(Items listed in a dataset)
----
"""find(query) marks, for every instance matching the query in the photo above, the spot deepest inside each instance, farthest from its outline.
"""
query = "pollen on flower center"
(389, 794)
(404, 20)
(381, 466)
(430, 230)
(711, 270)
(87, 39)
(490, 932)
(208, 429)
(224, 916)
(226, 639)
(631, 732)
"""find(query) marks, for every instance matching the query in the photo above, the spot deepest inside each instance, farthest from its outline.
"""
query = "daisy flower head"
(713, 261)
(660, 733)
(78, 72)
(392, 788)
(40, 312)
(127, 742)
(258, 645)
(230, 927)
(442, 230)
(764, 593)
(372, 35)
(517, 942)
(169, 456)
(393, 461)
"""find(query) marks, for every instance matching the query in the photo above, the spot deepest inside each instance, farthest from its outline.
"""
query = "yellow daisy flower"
----
Format each line of the data above as an entry in a numbered list, omitting any blank lines.

1. """find(query) marks, for every instance matching the query in the photo above, the spot deepest inside each instance, farthest from its outline.
2. """
3. query = "pollen on flower center"
4. (389, 794)
5. (404, 20)
6. (381, 466)
7. (430, 230)
8. (711, 270)
9. (87, 39)
10. (490, 932)
11. (208, 429)
12. (224, 916)
13. (226, 639)
14. (631, 732)
15. """find(query) marks, for every instance matching the query in the photo above, the spot deepest inside each instance, farthest from its outline.
16. """
17. query = "daisy flower head"
18. (713, 261)
19. (660, 733)
20. (78, 72)
21. (392, 788)
22. (40, 312)
23. (127, 742)
24. (258, 645)
25. (230, 927)
26. (442, 230)
27. (764, 593)
28. (372, 35)
29. (517, 942)
30. (169, 456)
31. (393, 461)
32. """find(query) marks, for every instance matching the query in the photo above, the spot deepest inside each instance, farthest from its outline.
33. """
34. query = "yellow daisy flower"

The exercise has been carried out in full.